_Passage to read:_

# # # #

Package 'RLT' reference manual

Title:	Reinforcement Learning Trees
Description:	Random forest with a variety of additional features for regression, classification, survival analysis and graphical model. New features include parallel computing with OpenMP, reproduciblity with random seeds, variance and confidence band estimations, embedded model for selecting splitting varibles and constructing linear combination splits, observaton and variable weights, setting and tracking subjects used in each tree, etc.
Authors:	Ruoqing Zhu [aut, cre, cph] , Sarah Formentini [aut], Haowen Zhou [ctb], Tianning Xu [ctb], Zhechao Huang [ctb]
Maintainer:	Ruoqing Zhu <[email protected]>
License:	GPL (>= 2)

# # # #

_Provided material:_
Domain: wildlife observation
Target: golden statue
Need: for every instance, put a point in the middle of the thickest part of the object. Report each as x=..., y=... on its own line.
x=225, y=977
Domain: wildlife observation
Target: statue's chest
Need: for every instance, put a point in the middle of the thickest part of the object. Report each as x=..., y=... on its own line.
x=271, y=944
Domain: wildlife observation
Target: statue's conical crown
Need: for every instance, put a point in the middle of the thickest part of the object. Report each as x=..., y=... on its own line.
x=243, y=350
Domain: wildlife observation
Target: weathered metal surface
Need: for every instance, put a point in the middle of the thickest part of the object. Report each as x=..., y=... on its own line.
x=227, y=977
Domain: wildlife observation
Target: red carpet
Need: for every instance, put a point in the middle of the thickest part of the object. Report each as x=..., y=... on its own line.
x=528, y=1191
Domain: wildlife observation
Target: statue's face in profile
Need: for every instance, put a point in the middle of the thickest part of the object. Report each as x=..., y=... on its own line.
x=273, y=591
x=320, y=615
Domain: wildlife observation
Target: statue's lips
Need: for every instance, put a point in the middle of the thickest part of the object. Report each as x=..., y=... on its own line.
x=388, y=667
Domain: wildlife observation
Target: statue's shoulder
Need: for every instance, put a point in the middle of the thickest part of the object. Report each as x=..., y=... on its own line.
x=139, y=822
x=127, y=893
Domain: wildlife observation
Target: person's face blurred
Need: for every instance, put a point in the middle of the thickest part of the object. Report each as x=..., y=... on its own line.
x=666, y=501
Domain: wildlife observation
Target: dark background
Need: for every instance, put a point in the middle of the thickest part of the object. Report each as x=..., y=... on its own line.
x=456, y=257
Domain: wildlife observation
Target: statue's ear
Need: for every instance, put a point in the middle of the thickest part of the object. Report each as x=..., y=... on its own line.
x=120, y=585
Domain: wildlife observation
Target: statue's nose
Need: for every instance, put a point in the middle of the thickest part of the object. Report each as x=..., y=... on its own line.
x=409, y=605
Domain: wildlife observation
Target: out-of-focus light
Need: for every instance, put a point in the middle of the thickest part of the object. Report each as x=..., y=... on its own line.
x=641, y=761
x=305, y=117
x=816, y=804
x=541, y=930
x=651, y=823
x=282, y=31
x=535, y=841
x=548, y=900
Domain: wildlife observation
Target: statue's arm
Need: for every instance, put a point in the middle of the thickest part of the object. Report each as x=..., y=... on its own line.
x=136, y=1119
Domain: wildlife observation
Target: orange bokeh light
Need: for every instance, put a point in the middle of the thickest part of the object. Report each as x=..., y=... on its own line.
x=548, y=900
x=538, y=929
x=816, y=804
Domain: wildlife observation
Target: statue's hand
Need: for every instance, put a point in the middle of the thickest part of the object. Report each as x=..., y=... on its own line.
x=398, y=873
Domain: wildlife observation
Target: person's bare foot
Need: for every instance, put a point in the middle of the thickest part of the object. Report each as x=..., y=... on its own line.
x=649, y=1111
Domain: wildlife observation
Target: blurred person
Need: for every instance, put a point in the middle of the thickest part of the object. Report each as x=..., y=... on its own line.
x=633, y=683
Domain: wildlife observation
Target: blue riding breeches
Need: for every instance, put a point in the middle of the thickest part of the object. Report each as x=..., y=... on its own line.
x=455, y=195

# # # #

_Problems and tasks:_
- 1) Decide whether each statement agrees with the RLT manual page, answering yes or no and quoting the deciding words: (a) the package is released under GPL version 2 or later; (b) the package is described as a gradient boosting tool; (c) the package supports parallel computing with OpenMP.
- 2) Rewrite the part of the RLT manual page that opens with the words containing "Package 'RLT' reference" and closes with "each tree, etc.", swapping "OpenMP" for "MPI".
The data plays no part in any of this.

_Exercise responses:_
- 1)
(a) Yes: "GPL (>= 2)"
(b) No: "Random forest with a variety of additional features"
(c) Yes: "parallel computing with OpenMP"

- 2)
Package 'RLT' reference manual

Title:	Reinforcement Learning Trees
Description:	Random forest with a variety of additional features for regression, classification, survival analysis and graphical model. New features include parallel computing with MPI, reproduciblity with random seeds, variance and confidence band estimations, embedded model for selecting splitting varibles and constructing linear combination splits, observaton and variable weights, setting and tracking subjects used in each tree, etc.